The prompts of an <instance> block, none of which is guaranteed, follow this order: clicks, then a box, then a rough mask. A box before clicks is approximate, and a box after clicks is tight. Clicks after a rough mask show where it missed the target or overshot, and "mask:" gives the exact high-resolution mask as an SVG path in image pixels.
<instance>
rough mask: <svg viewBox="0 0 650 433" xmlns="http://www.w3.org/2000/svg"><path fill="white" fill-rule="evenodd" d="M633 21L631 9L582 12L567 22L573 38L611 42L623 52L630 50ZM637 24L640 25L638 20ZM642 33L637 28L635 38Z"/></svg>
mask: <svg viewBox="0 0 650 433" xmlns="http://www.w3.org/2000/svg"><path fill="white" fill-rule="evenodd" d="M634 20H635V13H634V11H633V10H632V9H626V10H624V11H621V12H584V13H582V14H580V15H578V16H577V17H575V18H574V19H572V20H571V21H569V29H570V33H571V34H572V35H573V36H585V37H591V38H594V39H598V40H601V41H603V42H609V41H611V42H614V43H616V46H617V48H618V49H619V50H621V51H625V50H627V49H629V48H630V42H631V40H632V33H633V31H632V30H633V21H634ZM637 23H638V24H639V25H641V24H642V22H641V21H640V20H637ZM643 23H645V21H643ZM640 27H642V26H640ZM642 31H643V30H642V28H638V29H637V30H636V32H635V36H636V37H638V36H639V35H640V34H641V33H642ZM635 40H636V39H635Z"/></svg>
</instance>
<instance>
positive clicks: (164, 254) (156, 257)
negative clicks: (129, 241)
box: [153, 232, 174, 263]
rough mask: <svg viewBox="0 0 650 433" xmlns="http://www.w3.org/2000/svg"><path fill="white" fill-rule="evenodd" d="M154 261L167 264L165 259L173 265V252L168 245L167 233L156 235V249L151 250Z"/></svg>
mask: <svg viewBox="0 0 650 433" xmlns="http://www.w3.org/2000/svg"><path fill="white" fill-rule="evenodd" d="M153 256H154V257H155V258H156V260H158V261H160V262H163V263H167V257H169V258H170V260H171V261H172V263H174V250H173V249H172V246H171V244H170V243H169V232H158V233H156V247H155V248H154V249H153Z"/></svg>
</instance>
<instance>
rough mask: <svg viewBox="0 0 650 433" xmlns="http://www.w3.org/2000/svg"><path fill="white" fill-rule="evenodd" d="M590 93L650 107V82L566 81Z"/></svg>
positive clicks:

Your instructions
For the string "clicks", work out how many lines of the data contain it; answer with the number alone.

Completed exercise
4